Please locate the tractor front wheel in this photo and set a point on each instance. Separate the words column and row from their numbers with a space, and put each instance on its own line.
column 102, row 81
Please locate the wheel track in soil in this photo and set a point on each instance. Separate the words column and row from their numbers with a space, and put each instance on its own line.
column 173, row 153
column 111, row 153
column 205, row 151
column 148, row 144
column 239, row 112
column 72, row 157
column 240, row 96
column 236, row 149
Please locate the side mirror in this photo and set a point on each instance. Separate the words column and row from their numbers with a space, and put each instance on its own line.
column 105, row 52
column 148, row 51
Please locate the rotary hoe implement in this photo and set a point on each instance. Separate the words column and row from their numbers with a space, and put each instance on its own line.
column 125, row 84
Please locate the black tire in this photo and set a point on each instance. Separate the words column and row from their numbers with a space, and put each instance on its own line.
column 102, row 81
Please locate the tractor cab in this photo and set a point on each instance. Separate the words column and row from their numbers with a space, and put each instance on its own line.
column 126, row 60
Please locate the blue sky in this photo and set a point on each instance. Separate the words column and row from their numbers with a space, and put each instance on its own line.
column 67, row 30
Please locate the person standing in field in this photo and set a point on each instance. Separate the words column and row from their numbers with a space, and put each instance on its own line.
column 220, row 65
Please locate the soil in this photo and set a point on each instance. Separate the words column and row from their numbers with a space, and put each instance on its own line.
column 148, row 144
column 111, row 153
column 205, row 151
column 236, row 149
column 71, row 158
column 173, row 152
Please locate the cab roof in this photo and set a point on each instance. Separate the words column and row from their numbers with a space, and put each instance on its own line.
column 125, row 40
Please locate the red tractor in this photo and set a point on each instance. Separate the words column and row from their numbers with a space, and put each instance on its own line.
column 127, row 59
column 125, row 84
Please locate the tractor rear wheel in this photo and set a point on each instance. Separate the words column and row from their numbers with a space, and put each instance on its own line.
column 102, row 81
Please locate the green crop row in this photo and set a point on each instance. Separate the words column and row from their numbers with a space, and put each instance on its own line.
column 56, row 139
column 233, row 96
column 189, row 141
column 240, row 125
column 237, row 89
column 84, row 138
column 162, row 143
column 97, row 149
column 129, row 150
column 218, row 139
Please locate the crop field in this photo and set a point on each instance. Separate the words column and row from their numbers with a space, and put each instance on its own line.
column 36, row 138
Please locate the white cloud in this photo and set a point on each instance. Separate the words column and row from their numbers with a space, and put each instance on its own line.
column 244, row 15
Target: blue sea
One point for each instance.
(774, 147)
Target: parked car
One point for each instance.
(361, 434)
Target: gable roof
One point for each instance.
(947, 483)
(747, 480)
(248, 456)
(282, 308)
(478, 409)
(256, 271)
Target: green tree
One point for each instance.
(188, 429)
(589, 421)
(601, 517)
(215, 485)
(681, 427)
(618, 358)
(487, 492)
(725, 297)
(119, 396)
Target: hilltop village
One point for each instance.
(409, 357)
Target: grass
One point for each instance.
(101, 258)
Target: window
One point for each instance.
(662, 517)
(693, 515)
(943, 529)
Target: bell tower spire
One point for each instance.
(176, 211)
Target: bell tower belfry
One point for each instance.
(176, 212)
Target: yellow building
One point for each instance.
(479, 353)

### What to do
All that belongs in your answer is the stretch of entries above from the line with "Target: gable roof" through the line with "Target: grass", printed exactly.

### Answer to the problem
Target: gable roof
One point for each instance.
(947, 483)
(747, 480)
(248, 456)
(282, 308)
(478, 409)
(256, 271)
Target: green tree
One point for each instance.
(188, 429)
(589, 421)
(601, 517)
(215, 485)
(681, 427)
(618, 358)
(487, 492)
(725, 297)
(119, 396)
Target: hilltop village
One point for each instance.
(409, 357)
Target: grass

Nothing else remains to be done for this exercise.